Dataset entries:
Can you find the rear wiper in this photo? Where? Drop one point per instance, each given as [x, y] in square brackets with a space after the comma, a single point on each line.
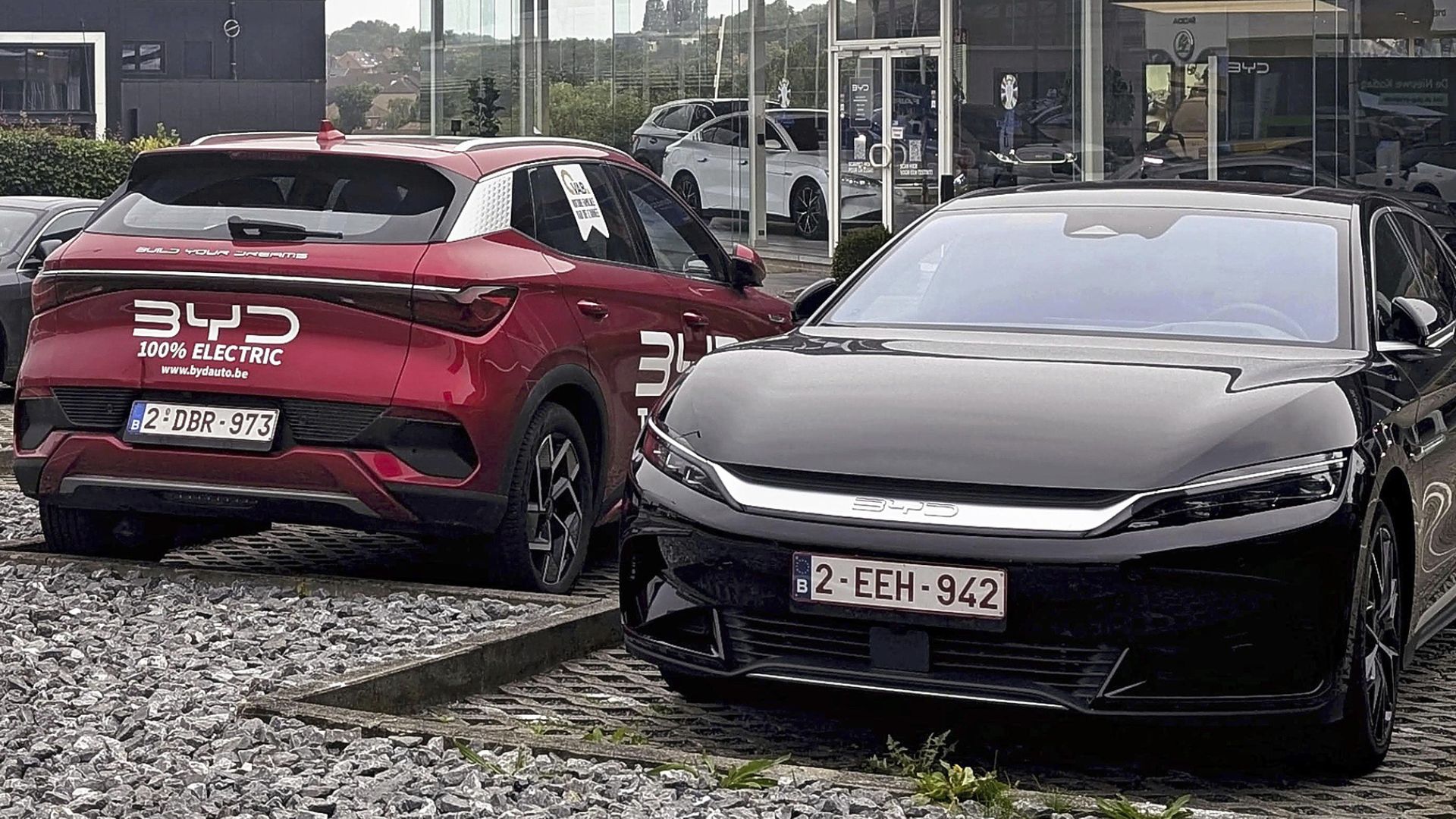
[283, 231]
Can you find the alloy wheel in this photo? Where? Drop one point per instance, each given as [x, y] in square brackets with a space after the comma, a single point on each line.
[1382, 635]
[688, 188]
[554, 512]
[808, 210]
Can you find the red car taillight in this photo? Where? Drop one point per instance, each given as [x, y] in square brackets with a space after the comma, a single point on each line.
[472, 311]
[52, 290]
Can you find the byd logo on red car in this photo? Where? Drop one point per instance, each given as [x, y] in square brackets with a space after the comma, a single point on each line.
[164, 321]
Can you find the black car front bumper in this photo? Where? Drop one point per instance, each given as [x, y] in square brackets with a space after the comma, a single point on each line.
[1237, 618]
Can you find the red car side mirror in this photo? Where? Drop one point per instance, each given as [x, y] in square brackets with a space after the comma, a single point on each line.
[747, 267]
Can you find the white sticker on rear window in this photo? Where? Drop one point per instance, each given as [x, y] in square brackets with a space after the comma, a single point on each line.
[582, 200]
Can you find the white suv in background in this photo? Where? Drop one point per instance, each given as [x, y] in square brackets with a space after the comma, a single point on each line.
[710, 169]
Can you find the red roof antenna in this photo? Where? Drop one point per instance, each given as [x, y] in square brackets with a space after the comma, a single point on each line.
[328, 133]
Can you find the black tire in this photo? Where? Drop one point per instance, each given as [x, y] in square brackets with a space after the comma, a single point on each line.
[1360, 739]
[695, 689]
[686, 186]
[107, 534]
[561, 522]
[647, 162]
[808, 212]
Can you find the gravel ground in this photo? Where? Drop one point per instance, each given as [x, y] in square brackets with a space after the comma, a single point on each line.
[19, 516]
[120, 695]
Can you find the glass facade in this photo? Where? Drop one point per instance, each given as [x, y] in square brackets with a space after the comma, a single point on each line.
[878, 110]
[44, 79]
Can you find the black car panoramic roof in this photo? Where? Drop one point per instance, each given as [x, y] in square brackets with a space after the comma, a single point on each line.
[1174, 193]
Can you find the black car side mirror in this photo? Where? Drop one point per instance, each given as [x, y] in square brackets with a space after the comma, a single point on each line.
[813, 297]
[1417, 318]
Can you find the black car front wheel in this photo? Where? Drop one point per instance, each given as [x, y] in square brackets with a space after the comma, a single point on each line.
[1363, 736]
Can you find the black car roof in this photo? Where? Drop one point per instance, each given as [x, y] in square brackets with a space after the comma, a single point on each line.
[1178, 193]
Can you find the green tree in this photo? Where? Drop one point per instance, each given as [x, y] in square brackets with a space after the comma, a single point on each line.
[400, 112]
[484, 107]
[354, 104]
[587, 112]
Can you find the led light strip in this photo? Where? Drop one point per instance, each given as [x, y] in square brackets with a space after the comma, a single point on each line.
[1057, 521]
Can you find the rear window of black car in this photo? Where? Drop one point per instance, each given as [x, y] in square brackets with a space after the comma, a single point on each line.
[334, 199]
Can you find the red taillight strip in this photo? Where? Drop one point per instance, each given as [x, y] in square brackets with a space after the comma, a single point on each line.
[472, 309]
[259, 278]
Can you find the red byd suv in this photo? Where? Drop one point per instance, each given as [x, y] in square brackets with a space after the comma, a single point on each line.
[452, 338]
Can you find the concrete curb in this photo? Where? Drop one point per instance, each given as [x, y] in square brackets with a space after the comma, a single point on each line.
[19, 551]
[479, 664]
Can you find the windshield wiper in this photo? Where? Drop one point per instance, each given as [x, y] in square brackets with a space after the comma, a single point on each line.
[283, 231]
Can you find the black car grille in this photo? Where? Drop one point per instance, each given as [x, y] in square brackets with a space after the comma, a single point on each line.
[309, 422]
[328, 422]
[957, 656]
[95, 409]
[930, 490]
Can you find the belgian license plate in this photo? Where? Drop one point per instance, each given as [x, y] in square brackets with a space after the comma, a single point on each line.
[905, 586]
[226, 428]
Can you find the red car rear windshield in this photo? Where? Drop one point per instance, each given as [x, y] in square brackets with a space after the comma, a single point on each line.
[306, 197]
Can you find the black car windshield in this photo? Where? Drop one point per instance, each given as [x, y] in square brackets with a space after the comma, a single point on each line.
[341, 199]
[1123, 271]
[14, 226]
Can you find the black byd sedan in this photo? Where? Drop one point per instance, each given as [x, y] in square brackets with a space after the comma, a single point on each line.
[1147, 449]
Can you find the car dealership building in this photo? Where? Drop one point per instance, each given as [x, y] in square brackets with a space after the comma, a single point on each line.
[925, 99]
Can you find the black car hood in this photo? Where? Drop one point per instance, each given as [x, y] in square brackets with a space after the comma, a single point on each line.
[1014, 409]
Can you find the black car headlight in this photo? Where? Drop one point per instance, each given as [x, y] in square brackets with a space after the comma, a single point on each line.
[1245, 491]
[667, 450]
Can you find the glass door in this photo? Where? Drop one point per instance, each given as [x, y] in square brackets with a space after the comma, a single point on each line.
[915, 134]
[887, 137]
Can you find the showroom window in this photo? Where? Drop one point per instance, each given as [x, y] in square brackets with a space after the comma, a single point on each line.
[143, 57]
[44, 79]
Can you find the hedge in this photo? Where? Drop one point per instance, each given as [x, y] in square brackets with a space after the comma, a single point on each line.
[38, 162]
[855, 246]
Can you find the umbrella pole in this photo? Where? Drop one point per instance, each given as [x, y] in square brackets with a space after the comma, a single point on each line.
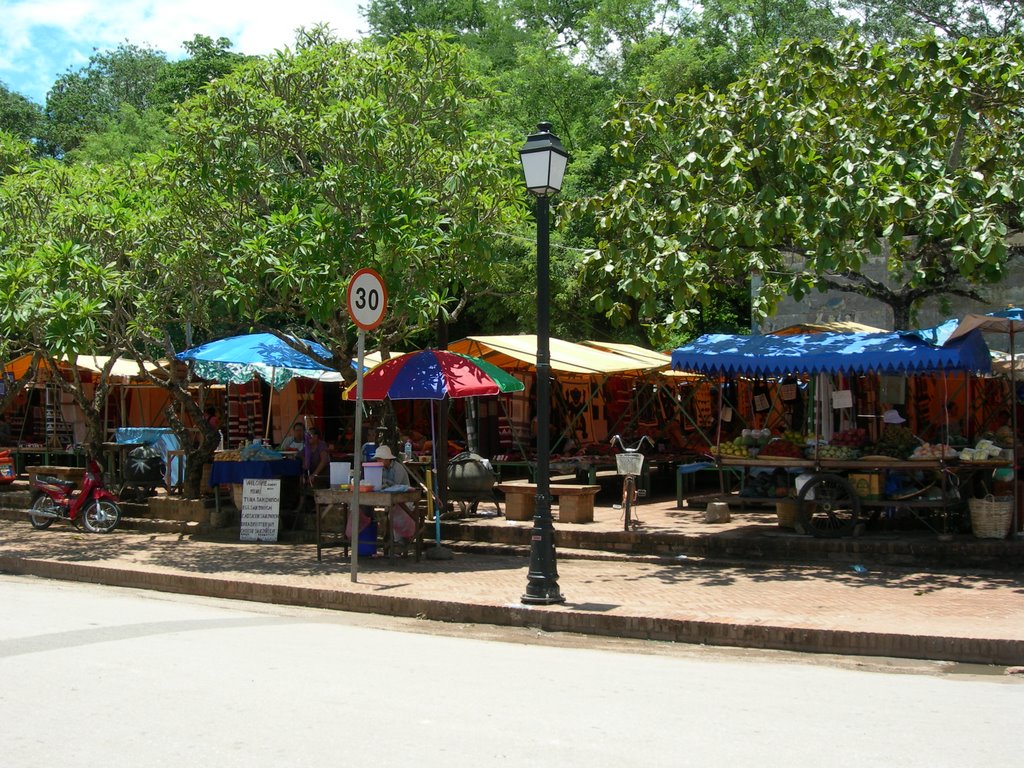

## TASK TO CARRY OUT
Repeat all of the data above word for word, minus the pictures.

## SOLUTION
Can you find the rear wiper in this photo? Where? Drop one point per instance, each given as [x, y] in square brackets with a space after the comma, a single point on each line.
[283, 231]
Can you find the alloy wheel in this photo? Where? Drop one point per instance, each given as [x, y] in square brackets with a space after the comma, a single point on each line.
[1382, 635]
[688, 188]
[554, 512]
[808, 210]
Can you find the red car taillight in this photo? Where? Drop one point per instance, each given as [x, y] in square brackets with a space after the comma, a single point on each line.
[472, 311]
[52, 290]
Can you find the byd logo on red car in this photo? Where? Drop one point per instance, each given as [x, y] in square brackets with a space after the comma, a single point on each line.
[164, 321]
Can you find the black car front bumper in this photo? Where? Drop one point per instance, each given as [x, y] in square brackets with a space after the comma, a single point on each line.
[1237, 618]
Can you find the red car side mirror in this photo? Where? Drop one point per instance, each given as [x, y] in square brackets with a space after the comma, a single point on each line.
[747, 267]
Can you find the white sticker on rear window in this photo? Where? Drop one point per instance, each given as [x, y] in square brackets with a space after the comma, a single point on each line.
[582, 200]
Can you find the white suv in background in this photo? Where? Drop one point per instance, each given as [x, y] in square brackets with a space after the comma, a single point on each line.
[710, 169]
Can you find the red roof antenna in this photo? Where? Drop one point per instance, each given as [x, y] in square brackets with a space after the comma, a single point on each line.
[328, 133]
Can you find the black tire in this photo? Where? Drop one point per instance, each given as [x, y] in square brackets with a space after the comma, a single point on each line.
[1360, 739]
[695, 689]
[686, 186]
[107, 534]
[561, 522]
[647, 162]
[808, 212]
Can you find the gravel ground in this photo? Where? Drop one point per instance, each given as [x, y] in square brackets with a space after the comma, a single point on each line.
[19, 516]
[120, 695]
Can you find the glass facade in this photo? Where? Drop one point per instance, each given as [x, y] in square brackets with a space after the comma, a single point on each line.
[878, 110]
[44, 79]
Can you find the black car panoramic roof in this photo? Where? Drop one point per instance, each given as [x, y] in square brackets with a space after the comma, a single point on each line.
[1174, 193]
Can you find the black car side mirror in this photo? Where? Drop one point per instance, each given as [x, y] in square brackets with a space after the comma, a single point on each line.
[813, 297]
[1417, 318]
Can you find the black car front wheel in this photo? Where? Drop one point per instance, each given as [x, y] in square brackets with a space after the comma, a single point on each line.
[1363, 736]
Can you find the black car roof in this photo? Where? Drop one point per instance, each given as [x, y] in square brackets with a space after the comma, a single point on each line.
[1178, 193]
Can you find the green tree in this photo? Where? Drop one point per instance, each given as [x, y] in square brackets with a space after the comma, a single point on each line.
[400, 112]
[484, 107]
[354, 104]
[587, 112]
Can you find the led light strip in this photo? Where? Drop one point per instance, each given as [x, y] in square brackets with a space after the comma, a single point on each line.
[1057, 521]
Can you find the rear window of black car in this photo? Where? Drop one point per instance, each given as [x, y] in square brackets with a space after the comma, a single point on each line.
[334, 199]
Can you find the red taillight strip in this photo? Where? Drop one point per instance, each given as [x, y] in square brackets with a space after the comma, a single point on each line.
[472, 309]
[259, 278]
Can you find the red byd suv in this photo? Where? Drop one point per instance, each given as [x, y] in square brackets with a space after the comma, a single point on each line.
[452, 338]
Can you find the concrete curb in this photo? Where? Drop one point per instance, each given as [x, y] in square brackets with a space after the comma, a single point on each line.
[19, 551]
[479, 664]
Can you find the windshield wiper in this photo? Where? Drop one point per instance, each given as [x, y] in square brackets with a space after the comma, a single point on each line.
[283, 231]
Can you find the black car grille in this photo? Where? Drop one point per instance, each given as [x, y] in square brackets with a space after the comma, a single point on each line.
[309, 422]
[328, 422]
[957, 656]
[95, 409]
[930, 490]
Can you find the belgian license plate in this photo? Where? Drop one point per instance, each given as [x, y] in square brackets with a space after the comma, a single point on each line.
[905, 586]
[226, 428]
Can you find the red car rear windshield in this photo? Where? Drop one point per instance, each given as [x, y] in square brackets with a space after the comma, a single point on each line.
[306, 197]
Can you find the black car windshield in this photo? Where? Drop one point per instance, each given as [x, y] in square brackets with a space after the comma, a single point on each line.
[341, 199]
[1123, 271]
[14, 226]
Can you find the black byd sedan in this photo? Where? Drop one point per instance, each given as [x, y] in square brackets with a space after the comma, a single point on each line.
[1147, 449]
Can you find the car dealership building in this photo? Where? Drop one point per instance, each given as [x, y] in square brackets with a space after the comma, a single point on each line.
[925, 99]
Can you find the black car hood in this photo? Where? Drop one point per instance, each given as [x, y] in square brackets with a space after the comma, a single point on each line.
[1014, 409]
Can you find the black car headlight in this photo? Where? Drop one point per instance, each given as [x, y] in square brackets with a space after the comma, a single point on each line.
[1245, 491]
[667, 450]
Can you find the glass door in this photo? Where? Drop one point per instance, each given as [x, y] in square brackets with a space after the comma, a single point on each line.
[915, 134]
[887, 137]
Can you find the showroom window in this photo? Where? Drop one point per instance, each given as [x, y] in square brackets with a space after the comma, a single point on each line.
[143, 57]
[44, 79]
Can you find the hedge in this photo? Where? Drop one point per instance, each given as [x, y] in square brackets with a space after the comma, a single point on each line.
[38, 162]
[855, 246]
Can you find the umbrella pole in this photo? Where? Drop one point per instance, each given as [x, y] in square brackets with a space after the comma, a single point on each line.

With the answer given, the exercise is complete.